Esophageal Dilation

During esophageal dilation, the doctor dilates, or stretches, a narrowed area of the esophagus (tube connecting mouth and stomach). The patient may be sedated or the doctor may apply a local anesthetic spray to the back of the throat before the procedure. This procedure is designed for patients whose narrowed esophagus often causes trouble swallowing.

What do I need to know for my esophageal dilation?

BEFORE: You should have nothing to drink, including water, for at least six hours before the procedure. Your doctor will tell you when to start fasting. Tell your doctor about any medications you take, any allergies to medications, or any medical conditions you have. Also, tell your doctor if you require antibiotics prior to dental procedures, because you may require antibiotics before your esophageal dilation as well. Your doctor will provide full preparation instructions to follow.

DURING: Your doctor may perform esophageal dilation in one of two ways:

  • The doctor may sedate you and pass an endoscope through your mouth and into the esophagus, stomach, and duodenum. This does not interfere with your breathing. He or she then determines whether to use a dilating balloon or plastic dilators over a guiding wire to stretch your esophagus. Some patients experience mild pressure in the back of your throat or in the chest during the procedure.
  • The doctor may spray your throat with a local anesthetic before passing a tapered dilating instrument through your mouth and into the esophagus.

AFTER: If you received sedatives, you will be monitored for a short time in the recovery area. You will also need someone else to drive you home. You may resume drinking when the anesthetic no longer causes numbness to your throat, unless instructed otherwise by your doctor. Most patients experience can resume eating the next day, but you might experience a mild sore throat for the remainder of the day.

#### [How to complete this task]
According to the esophageal dilation text, how long before the procedure should a patient stop drinking, including water? Rely only on the esophageal dilation text.

[Recorded data]
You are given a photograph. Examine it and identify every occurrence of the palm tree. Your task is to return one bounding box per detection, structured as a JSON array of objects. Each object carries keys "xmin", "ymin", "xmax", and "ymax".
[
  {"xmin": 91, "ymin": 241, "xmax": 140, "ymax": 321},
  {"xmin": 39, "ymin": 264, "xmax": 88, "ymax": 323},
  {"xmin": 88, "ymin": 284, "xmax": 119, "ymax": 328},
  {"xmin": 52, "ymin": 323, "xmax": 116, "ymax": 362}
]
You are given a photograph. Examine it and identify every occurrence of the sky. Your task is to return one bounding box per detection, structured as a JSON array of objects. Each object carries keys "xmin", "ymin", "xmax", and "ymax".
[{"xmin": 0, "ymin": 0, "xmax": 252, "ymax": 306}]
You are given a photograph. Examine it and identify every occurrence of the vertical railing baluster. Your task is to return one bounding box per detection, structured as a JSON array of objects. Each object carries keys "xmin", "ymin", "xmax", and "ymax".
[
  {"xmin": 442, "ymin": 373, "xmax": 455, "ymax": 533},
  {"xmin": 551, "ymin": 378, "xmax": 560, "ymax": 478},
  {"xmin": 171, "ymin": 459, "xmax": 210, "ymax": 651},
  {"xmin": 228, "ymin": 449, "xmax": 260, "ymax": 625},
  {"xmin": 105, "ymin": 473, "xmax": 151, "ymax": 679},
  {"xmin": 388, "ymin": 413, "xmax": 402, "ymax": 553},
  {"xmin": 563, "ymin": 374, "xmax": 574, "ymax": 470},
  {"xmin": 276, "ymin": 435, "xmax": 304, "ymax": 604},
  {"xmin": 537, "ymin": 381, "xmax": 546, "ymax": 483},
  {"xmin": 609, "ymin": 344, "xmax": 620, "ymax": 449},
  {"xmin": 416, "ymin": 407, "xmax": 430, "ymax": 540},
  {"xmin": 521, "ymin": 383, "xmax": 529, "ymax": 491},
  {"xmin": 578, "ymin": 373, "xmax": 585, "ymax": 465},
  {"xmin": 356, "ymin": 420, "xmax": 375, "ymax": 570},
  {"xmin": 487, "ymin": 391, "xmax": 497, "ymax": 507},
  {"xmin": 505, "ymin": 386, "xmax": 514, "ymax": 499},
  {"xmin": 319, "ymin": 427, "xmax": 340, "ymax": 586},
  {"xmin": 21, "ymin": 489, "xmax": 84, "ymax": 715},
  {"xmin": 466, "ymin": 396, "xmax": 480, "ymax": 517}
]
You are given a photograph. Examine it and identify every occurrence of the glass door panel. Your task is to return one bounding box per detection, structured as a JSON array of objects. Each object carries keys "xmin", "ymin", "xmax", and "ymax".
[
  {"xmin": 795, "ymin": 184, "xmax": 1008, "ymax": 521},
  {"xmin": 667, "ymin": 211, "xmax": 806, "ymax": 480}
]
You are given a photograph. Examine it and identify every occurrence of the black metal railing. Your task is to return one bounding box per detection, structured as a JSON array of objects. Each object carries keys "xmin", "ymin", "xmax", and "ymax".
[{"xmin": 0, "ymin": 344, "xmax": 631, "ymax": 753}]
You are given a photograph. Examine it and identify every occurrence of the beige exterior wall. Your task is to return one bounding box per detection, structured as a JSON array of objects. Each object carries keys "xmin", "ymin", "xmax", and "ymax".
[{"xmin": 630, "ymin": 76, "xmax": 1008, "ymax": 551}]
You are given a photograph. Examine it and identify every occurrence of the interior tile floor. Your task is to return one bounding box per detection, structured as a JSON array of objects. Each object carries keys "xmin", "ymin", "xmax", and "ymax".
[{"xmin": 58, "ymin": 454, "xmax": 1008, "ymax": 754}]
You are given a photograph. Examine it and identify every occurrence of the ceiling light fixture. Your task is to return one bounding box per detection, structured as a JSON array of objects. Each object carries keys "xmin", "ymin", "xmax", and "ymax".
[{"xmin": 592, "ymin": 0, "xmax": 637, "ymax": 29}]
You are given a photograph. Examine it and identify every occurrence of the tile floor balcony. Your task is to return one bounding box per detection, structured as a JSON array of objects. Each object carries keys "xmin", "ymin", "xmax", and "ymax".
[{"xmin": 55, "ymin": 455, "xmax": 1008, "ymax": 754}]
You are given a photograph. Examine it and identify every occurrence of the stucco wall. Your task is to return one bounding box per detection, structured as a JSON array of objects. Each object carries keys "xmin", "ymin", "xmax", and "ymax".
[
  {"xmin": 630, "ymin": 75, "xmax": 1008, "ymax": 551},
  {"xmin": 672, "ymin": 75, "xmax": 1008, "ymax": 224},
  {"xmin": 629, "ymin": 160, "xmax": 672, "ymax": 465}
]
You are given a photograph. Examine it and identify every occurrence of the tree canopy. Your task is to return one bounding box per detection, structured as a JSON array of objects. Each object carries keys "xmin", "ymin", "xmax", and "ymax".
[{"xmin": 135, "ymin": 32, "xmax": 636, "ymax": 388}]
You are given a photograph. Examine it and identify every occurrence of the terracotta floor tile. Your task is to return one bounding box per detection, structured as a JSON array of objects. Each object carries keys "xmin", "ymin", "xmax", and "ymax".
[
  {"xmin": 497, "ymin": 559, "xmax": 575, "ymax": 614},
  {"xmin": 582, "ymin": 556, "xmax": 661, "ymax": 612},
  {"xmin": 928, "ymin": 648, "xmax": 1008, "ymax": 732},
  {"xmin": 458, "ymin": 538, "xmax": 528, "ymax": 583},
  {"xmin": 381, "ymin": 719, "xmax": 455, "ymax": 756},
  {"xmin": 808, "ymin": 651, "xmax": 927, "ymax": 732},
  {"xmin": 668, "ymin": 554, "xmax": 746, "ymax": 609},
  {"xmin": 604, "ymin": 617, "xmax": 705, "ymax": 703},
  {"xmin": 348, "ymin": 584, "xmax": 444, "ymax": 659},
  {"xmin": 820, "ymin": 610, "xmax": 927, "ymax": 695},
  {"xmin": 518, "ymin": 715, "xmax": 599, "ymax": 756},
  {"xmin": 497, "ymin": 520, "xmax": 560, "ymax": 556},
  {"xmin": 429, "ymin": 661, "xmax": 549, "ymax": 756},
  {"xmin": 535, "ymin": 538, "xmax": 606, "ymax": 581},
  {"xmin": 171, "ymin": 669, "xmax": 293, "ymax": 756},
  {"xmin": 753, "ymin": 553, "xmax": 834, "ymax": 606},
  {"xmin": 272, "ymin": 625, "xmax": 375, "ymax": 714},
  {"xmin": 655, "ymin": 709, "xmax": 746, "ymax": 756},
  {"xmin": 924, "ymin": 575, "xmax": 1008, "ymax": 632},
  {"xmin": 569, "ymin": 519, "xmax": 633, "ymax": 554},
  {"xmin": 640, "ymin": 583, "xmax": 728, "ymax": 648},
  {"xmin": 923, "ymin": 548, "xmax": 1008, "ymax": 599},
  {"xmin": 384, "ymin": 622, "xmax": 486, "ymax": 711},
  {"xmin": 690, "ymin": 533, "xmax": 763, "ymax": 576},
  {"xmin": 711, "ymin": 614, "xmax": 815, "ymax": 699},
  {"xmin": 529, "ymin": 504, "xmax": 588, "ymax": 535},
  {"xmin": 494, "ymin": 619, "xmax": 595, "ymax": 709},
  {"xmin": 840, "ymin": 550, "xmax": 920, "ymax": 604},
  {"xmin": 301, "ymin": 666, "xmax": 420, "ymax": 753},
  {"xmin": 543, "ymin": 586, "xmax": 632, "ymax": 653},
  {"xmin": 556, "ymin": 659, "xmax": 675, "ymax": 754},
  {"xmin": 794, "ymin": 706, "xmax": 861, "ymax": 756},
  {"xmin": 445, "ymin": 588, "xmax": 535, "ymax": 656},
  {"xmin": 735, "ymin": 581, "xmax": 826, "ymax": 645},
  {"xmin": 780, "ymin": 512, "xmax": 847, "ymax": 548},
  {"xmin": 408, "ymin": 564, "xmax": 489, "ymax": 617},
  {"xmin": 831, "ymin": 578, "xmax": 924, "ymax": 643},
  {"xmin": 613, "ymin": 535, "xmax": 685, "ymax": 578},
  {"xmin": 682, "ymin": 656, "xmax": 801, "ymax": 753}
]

#### [Your response]
At least six hours before the procedure.